### WRITTEN TASK A
Return the full article about feeling invisible at 46, word for word and with nothing altered.

### SELECTION
## BEGIN

I let my good looks define me - I feel invisible at 46

Metro3 days ago

Someone once told me that middle-aged women make the best spies.
The invisibility that descends in your late thirties is the perfect disguise for espionage. Who expects a 46-year-old mother of three to be a spook?
Full disclosure, I am not an undercover agent. But I am a mum in her forties with three kids, and feeling invisible is my new normal.
It wasn't always this way – in fact, quite the opposite.
So I understood wholeheartedly what Katie Piper meant when she said that 'ageing can be compared to a bereavement'.
The 41-year-old told the Hay Festival in Wales this weekend that she 'had been reminded at such a young age the currency and power a woman holds when she is considered either beautiful or young' and that her new book was inspired by 'when I was told I was losing my power because I was no longer a young woman'.
It's something I can relate to.
As a teenager my looks felt like a superpower. I wasn't model quality, but from the age of 14, I realised that my appearance was valued by society, and I let it define me.
Back in the 90s, it was perfectly normal for women and girls to be judged purely on their looks. If you were lucky enough to be deemed 'attractive' then it opened doors.
Not just the obvious ones like choosing a boyfriend or drawing attention in the street. I remember feeling that my family were proud of how I looked, my friends were admiring and even my teachers were respectful.
Sometimes I saw other women being ignored or disrespected because they weren't classed as conventionally attractive, and I felt uneasy. But I never imagined it would happen to me.
Looking a certain way made my life easier. I got served quicker and treated more kindly. Lost train tickets weren't a problem, queues were sometimes skipped, extra understanding and help came my way, mostly from men, but sometimes from women, too.
This heady, pleasurable feeling of influence seemed to require very little effort, apart from make-up and the right clothes. It made me feel desired but also powerful and in control.
I began to rely on my looks so I could thrive in different situations. They felt like a quick route to affirmation and confidence in a teenage world where, despite promises of gender equality, female objectification still reigned supreme.

## END

### DATA FOR THIS TASK

## BEGIN

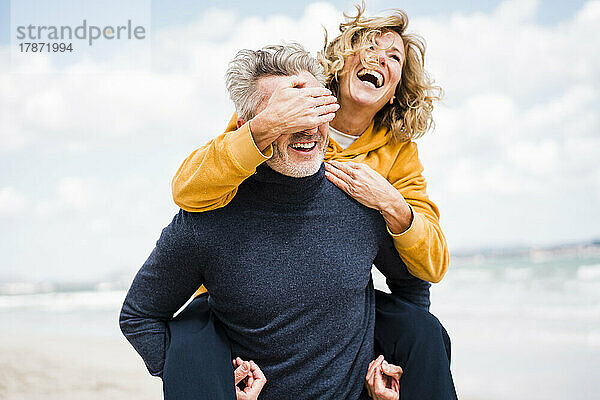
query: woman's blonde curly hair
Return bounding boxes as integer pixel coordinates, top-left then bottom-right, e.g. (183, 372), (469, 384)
(318, 2), (442, 141)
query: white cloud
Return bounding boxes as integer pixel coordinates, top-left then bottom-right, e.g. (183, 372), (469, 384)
(0, 186), (28, 217)
(58, 177), (94, 210)
(0, 1), (600, 282)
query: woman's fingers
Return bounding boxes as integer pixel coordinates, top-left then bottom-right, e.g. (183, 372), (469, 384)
(233, 361), (250, 385)
(248, 361), (267, 397)
(381, 361), (403, 380)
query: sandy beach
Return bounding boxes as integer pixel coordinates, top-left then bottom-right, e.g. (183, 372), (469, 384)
(0, 334), (162, 400)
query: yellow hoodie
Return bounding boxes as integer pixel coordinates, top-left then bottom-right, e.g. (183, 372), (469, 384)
(172, 114), (448, 284)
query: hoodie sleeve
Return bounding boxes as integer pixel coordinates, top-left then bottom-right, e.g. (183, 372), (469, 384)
(171, 114), (273, 212)
(388, 142), (449, 282)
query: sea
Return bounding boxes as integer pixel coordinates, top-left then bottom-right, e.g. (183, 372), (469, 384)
(0, 243), (600, 400)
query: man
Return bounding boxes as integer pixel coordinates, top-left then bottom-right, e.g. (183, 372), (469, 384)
(121, 46), (450, 399)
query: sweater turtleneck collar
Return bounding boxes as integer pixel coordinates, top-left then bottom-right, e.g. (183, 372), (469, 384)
(250, 164), (325, 203)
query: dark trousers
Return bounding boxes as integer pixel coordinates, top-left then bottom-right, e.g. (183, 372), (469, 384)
(162, 290), (457, 400)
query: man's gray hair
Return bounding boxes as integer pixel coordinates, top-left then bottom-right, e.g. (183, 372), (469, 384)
(225, 43), (325, 121)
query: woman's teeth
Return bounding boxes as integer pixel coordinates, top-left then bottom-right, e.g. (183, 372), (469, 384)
(356, 69), (383, 88)
(290, 142), (317, 151)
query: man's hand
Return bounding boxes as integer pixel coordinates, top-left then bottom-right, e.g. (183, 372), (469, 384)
(250, 75), (340, 151)
(365, 356), (402, 400)
(233, 357), (267, 400)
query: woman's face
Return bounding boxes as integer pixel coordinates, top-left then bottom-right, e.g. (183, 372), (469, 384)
(339, 32), (405, 114)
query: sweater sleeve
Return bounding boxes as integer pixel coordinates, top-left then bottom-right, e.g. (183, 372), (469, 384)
(388, 142), (449, 282)
(119, 211), (203, 376)
(171, 114), (273, 212)
(373, 227), (431, 310)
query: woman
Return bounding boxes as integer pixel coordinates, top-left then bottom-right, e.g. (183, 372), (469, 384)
(166, 3), (456, 399)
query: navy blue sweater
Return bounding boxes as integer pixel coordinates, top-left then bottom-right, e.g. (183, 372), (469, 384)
(120, 166), (429, 400)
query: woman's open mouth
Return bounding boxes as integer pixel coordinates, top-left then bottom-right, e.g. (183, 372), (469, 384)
(356, 69), (384, 89)
(289, 141), (317, 153)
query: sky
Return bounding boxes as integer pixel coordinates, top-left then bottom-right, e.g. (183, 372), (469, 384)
(0, 0), (600, 281)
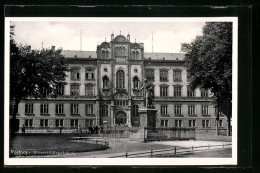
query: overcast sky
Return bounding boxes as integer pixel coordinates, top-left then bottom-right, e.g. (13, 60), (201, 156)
(11, 20), (205, 53)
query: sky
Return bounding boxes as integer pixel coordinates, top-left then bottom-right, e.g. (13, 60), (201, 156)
(11, 19), (205, 53)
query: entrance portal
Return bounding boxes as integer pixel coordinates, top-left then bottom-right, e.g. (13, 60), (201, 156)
(116, 111), (127, 125)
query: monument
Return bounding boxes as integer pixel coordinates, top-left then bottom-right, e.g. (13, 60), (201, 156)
(139, 78), (157, 129)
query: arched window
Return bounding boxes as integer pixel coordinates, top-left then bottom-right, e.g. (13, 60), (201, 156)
(106, 51), (109, 59)
(136, 52), (139, 59)
(132, 52), (135, 59)
(133, 76), (139, 89)
(116, 70), (125, 88)
(101, 50), (106, 59)
(103, 76), (108, 89)
(101, 105), (108, 117)
(132, 105), (139, 116)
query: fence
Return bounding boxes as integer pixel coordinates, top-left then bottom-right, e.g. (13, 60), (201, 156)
(109, 143), (232, 158)
(144, 127), (196, 142)
(69, 137), (109, 146)
(103, 127), (140, 138)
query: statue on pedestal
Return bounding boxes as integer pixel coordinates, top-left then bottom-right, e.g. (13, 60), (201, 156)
(139, 78), (154, 108)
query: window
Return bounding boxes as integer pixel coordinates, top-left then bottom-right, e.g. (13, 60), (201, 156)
(136, 52), (140, 59)
(145, 69), (154, 80)
(188, 106), (195, 115)
(70, 119), (79, 127)
(41, 104), (49, 114)
(161, 120), (168, 127)
(133, 76), (139, 89)
(218, 120), (223, 127)
(40, 119), (49, 127)
(114, 100), (128, 106)
(86, 85), (94, 96)
(41, 87), (50, 98)
(56, 85), (64, 96)
(189, 120), (196, 127)
(187, 87), (194, 97)
(101, 105), (108, 117)
(10, 103), (18, 116)
(86, 105), (94, 114)
(116, 70), (125, 89)
(160, 86), (168, 97)
(132, 52), (135, 60)
(201, 106), (208, 115)
(173, 70), (181, 82)
(187, 72), (191, 82)
(174, 86), (182, 97)
(115, 47), (119, 55)
(202, 120), (209, 127)
(55, 119), (63, 127)
(175, 120), (182, 127)
(103, 76), (108, 89)
(101, 50), (106, 59)
(161, 105), (168, 115)
(56, 104), (64, 114)
(160, 70), (168, 81)
(174, 105), (182, 115)
(70, 84), (79, 96)
(25, 103), (33, 114)
(200, 88), (208, 97)
(85, 120), (94, 127)
(106, 51), (109, 59)
(70, 104), (79, 114)
(132, 105), (139, 116)
(86, 69), (95, 80)
(71, 69), (80, 80)
(24, 119), (33, 127)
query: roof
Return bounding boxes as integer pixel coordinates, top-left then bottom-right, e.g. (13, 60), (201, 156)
(62, 50), (97, 58)
(114, 35), (127, 42)
(144, 52), (185, 60)
(62, 50), (185, 60)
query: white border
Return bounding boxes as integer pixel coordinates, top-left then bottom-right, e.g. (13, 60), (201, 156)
(4, 17), (238, 166)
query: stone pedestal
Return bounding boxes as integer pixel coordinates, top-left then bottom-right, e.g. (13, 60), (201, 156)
(139, 108), (157, 129)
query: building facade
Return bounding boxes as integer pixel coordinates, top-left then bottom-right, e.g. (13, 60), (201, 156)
(10, 34), (227, 133)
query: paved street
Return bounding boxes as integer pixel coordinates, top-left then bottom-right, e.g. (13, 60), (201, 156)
(42, 138), (232, 158)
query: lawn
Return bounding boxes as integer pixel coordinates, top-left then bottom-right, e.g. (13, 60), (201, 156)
(9, 135), (108, 157)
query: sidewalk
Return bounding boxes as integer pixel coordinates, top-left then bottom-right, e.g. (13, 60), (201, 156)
(44, 138), (232, 158)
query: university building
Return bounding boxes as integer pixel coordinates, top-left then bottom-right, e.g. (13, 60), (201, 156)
(10, 34), (227, 133)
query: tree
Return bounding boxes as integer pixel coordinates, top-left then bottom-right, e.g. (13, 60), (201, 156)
(10, 26), (68, 132)
(181, 22), (232, 135)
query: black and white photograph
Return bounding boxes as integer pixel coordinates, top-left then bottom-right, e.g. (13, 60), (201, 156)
(4, 17), (238, 165)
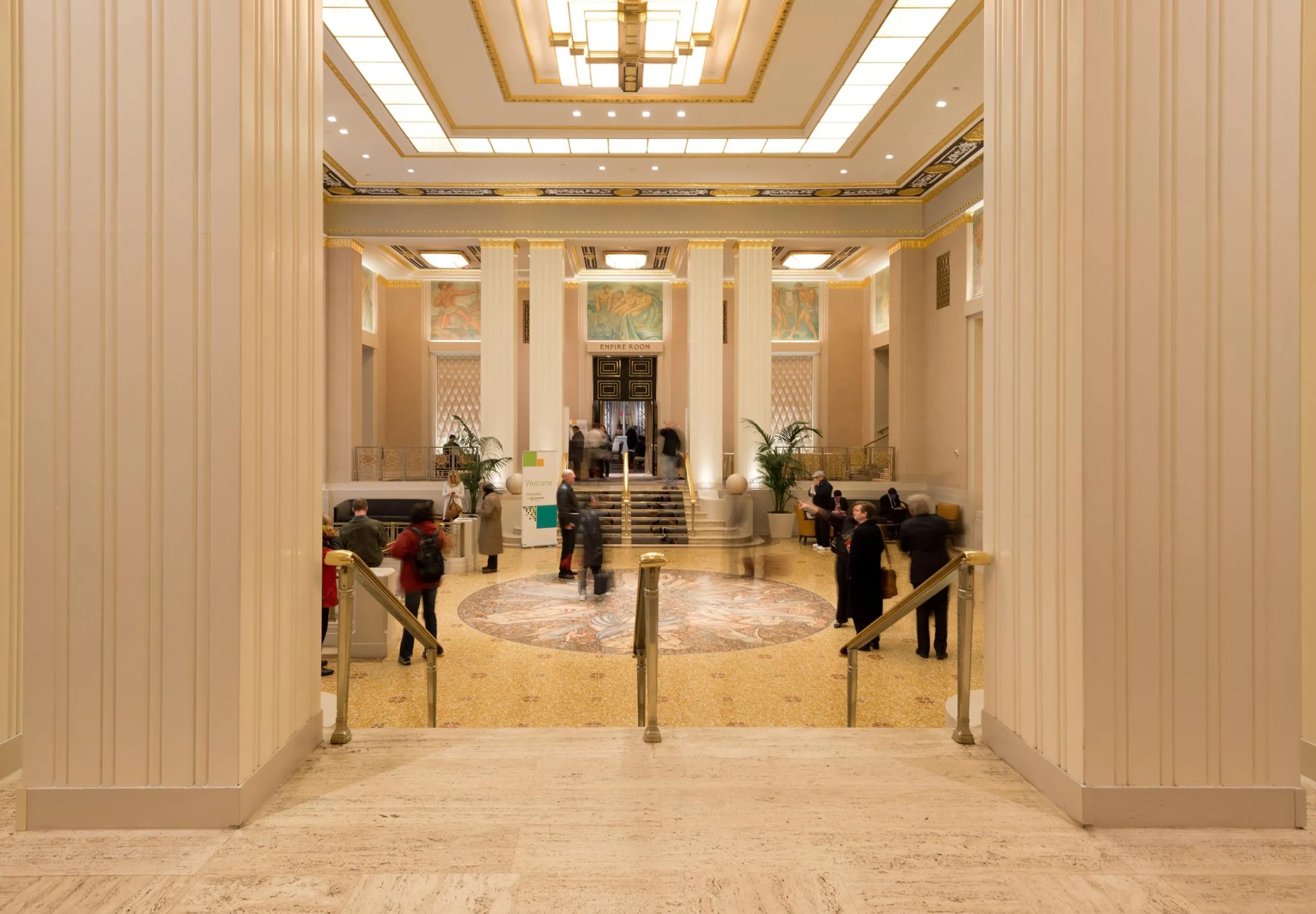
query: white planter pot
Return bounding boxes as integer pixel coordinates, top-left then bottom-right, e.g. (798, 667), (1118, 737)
(767, 511), (795, 539)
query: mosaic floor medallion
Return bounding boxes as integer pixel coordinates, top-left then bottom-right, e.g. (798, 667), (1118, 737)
(456, 570), (836, 653)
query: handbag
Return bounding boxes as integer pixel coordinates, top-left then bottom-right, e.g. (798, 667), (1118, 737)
(882, 538), (900, 600)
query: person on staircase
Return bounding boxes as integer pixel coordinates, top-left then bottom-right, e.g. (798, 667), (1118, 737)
(558, 469), (580, 580)
(388, 501), (447, 667)
(475, 480), (503, 575)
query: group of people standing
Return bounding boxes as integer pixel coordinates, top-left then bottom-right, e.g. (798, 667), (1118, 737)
(801, 471), (952, 660)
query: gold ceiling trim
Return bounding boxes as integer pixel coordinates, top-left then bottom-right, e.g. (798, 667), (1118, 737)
(466, 0), (790, 104)
(510, 0), (763, 85)
(324, 54), (407, 156)
(851, 3), (983, 155)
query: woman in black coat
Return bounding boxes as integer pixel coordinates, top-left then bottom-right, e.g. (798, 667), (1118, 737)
(849, 501), (886, 651)
(900, 495), (952, 660)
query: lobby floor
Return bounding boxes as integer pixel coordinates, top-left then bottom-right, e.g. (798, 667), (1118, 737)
(0, 727), (1316, 914)
(321, 539), (983, 728)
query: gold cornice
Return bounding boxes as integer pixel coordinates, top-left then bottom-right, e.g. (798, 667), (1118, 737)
(887, 213), (974, 254)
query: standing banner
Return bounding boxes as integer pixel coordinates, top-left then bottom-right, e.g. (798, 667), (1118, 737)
(521, 451), (562, 547)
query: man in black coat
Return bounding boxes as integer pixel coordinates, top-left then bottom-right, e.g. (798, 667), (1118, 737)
(900, 495), (952, 660)
(849, 501), (886, 651)
(558, 469), (580, 579)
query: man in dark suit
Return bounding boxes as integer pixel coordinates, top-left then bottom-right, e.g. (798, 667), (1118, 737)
(558, 469), (580, 579)
(849, 501), (886, 651)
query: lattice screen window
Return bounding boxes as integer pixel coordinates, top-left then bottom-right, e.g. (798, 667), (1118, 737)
(769, 355), (813, 446)
(434, 355), (480, 445)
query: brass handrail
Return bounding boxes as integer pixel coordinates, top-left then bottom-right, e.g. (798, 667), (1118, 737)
(325, 549), (442, 746)
(630, 552), (667, 743)
(841, 551), (991, 746)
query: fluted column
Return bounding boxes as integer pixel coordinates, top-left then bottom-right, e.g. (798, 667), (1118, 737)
(984, 0), (1306, 827)
(529, 241), (566, 451)
(684, 240), (722, 489)
(17, 0), (325, 829)
(480, 238), (519, 484)
(736, 240), (773, 483)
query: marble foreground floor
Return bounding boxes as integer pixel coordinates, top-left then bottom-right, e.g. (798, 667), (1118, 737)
(0, 727), (1316, 914)
(321, 539), (983, 728)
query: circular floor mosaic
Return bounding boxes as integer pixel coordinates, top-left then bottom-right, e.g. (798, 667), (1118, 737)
(456, 570), (836, 653)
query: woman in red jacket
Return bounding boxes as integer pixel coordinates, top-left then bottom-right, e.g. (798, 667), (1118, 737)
(388, 501), (447, 667)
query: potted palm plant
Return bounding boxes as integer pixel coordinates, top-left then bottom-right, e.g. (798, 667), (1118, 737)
(741, 419), (822, 539)
(453, 415), (512, 511)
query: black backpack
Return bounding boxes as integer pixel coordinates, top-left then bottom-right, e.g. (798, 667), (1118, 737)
(407, 527), (444, 584)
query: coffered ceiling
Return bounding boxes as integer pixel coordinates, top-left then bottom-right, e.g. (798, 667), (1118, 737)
(324, 0), (983, 188)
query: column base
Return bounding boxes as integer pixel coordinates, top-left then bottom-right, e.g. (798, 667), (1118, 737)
(983, 711), (1307, 829)
(18, 709), (324, 831)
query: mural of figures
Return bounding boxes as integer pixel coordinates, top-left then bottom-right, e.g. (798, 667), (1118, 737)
(360, 267), (375, 333)
(872, 267), (891, 333)
(773, 283), (820, 342)
(425, 279), (480, 339)
(968, 207), (983, 299)
(586, 280), (663, 342)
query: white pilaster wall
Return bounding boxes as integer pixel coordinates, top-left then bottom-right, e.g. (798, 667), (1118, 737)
(984, 0), (1300, 823)
(20, 0), (324, 827)
(480, 240), (521, 484)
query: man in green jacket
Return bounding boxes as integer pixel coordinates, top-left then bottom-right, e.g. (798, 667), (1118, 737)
(338, 499), (388, 568)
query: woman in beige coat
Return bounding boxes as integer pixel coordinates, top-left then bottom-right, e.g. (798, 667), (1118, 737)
(478, 481), (503, 575)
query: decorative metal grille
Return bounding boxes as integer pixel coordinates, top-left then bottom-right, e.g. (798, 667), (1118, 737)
(773, 355), (813, 446)
(434, 355), (480, 445)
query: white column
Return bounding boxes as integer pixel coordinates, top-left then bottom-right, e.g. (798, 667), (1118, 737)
(17, 0), (325, 829)
(480, 240), (520, 484)
(736, 240), (773, 483)
(529, 241), (564, 451)
(684, 240), (724, 489)
(983, 0), (1306, 827)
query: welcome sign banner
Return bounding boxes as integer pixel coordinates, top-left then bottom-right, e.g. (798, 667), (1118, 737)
(521, 451), (562, 547)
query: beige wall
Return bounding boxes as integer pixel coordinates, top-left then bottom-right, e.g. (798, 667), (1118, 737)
(983, 0), (1306, 826)
(19, 0), (324, 827)
(0, 0), (23, 776)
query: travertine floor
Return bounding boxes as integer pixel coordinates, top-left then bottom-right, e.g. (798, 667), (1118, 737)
(0, 727), (1316, 914)
(321, 539), (983, 728)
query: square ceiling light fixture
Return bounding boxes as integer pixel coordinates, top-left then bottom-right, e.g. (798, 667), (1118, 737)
(782, 251), (833, 269)
(800, 0), (956, 153)
(602, 251), (649, 269)
(545, 0), (717, 92)
(420, 251), (471, 269)
(321, 0), (453, 153)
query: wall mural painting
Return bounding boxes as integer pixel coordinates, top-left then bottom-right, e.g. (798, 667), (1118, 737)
(968, 207), (983, 299)
(872, 267), (891, 333)
(586, 281), (663, 342)
(360, 267), (375, 333)
(425, 279), (480, 341)
(773, 283), (821, 342)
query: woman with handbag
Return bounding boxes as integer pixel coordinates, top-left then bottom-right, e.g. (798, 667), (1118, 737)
(900, 495), (952, 660)
(849, 501), (888, 651)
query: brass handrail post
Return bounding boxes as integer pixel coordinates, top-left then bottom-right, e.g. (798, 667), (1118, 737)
(329, 565), (357, 746)
(950, 551), (991, 746)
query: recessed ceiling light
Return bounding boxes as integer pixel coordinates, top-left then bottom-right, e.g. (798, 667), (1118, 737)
(782, 251), (832, 269)
(420, 251), (471, 269)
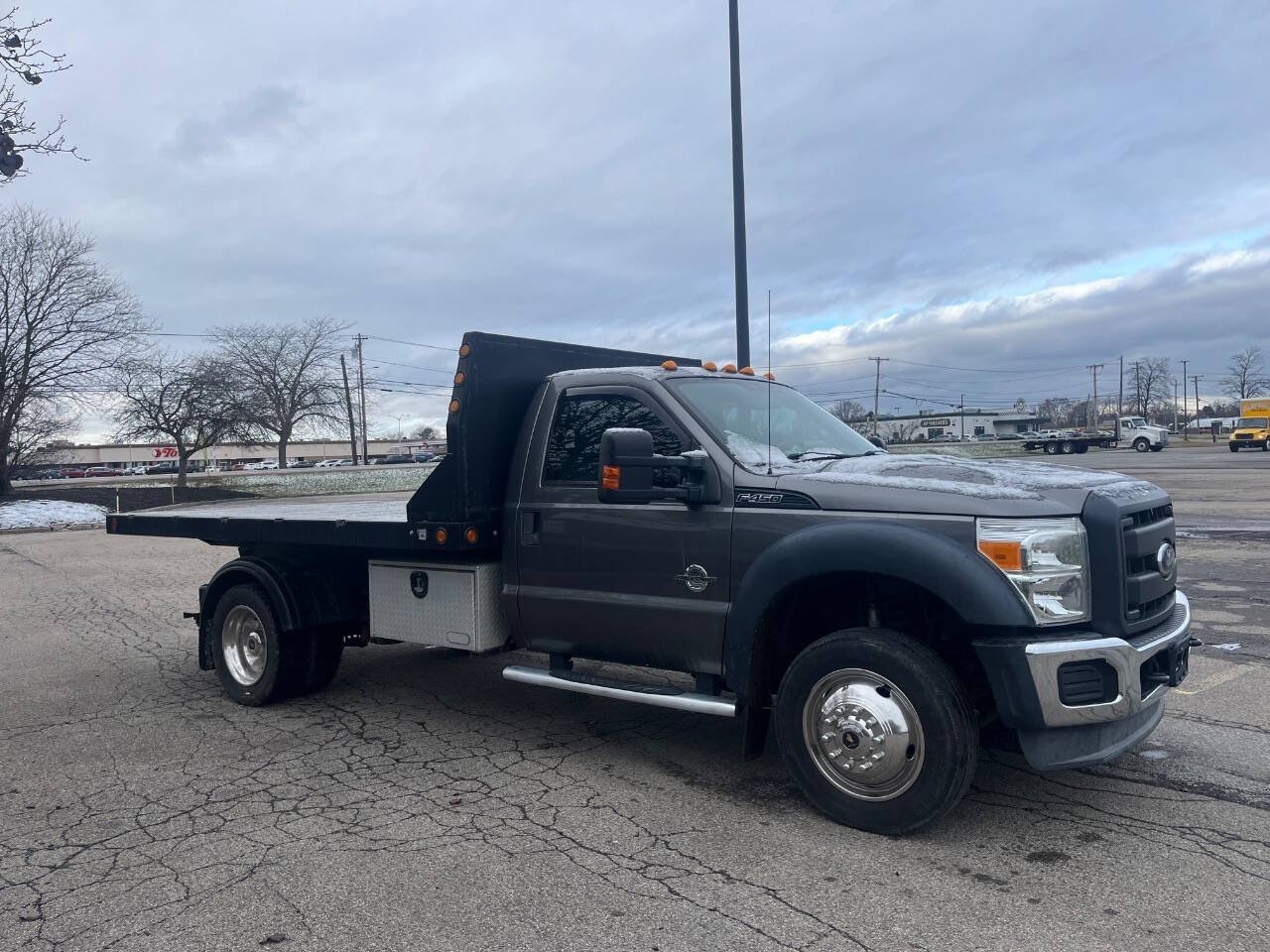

## END

### WRITTEN TASK B
In the listing, take the lines starting with the one containing "query: recessed ceiling light" and going on through the end of the listing, and change "ceiling" to "overhead". Give back only those lines with everything else unchanged, and leave out any pictures.

### CORRECT ANSWER A
I let my good looks define me - I feel invisible at 46

Metro3 days ago

Someone once told me that middle-aged women make the best spies.
The invisibility that descends in your late thirties is the perfect disguise for espionage. Who expects a 46-year-old mother of three to be a spook?
Full disclosure, I am not an undercover agent. But I am a mum in her forties with three kids, and feeling invisible is my new normal.
It wasn't always this way – in fact, quite the opposite.
So I understood wholeheartedly what Katie Piper meant when she said that 'ageing can be compared to a bereavement'.
The 41-year-old told the Hay Festival in Wales this weekend that she 'had been reminded at such a young age the currency and power a woman holds when she is considered either beautiful or young' and that her new book was inspired by 'when I was told I was losing my power because I was no longer a young woman'.
It's something I can relate to.
As a teenager my looks felt like a superpower. I wasn't model quality, but from the age of 14, I realised that my appearance was valued by society, and I let it define me.
Back in the 90s, it was perfectly normal for women and girls to be judged purely on their looks. If you were lucky enough to be deemed 'attractive' then it opened doors.
Not just the obvious ones like choosing a boyfriend or drawing attention in the street. I remember feeling that my family were proud of how I looked, my friends were admiring and even my teachers were respectful.
Sometimes I saw other women being ignored or disrespected because they weren't classed as conventionally attractive, and I felt uneasy. But I never imagined it would happen to me.
Looking a certain way made my life easier. I got served quicker and treated more kindly. Lost train tickets weren't a problem, queues were sometimes skipped, extra understanding and help came my way, mostly from men, but sometimes from women, too.
This heady, pleasurable feeling of influence seemed to require very little effort, apart from make-up and the right clothes. It made me feel desired but also powerful and in control.
I began to rely on my looks so I could thrive in different situations. They felt like a quick route to affirmation and confidence in a teenage world where, despite promises of gender equality, female objectification still reigned supreme.

### CORRECT ANSWER B
query: recessed overhead light
Return bounding boxes as integer pixel coordinates, top-left then bottom-right, e.g. (798, 667), (1118, 737)
(782, 251), (832, 269)
(420, 251), (471, 269)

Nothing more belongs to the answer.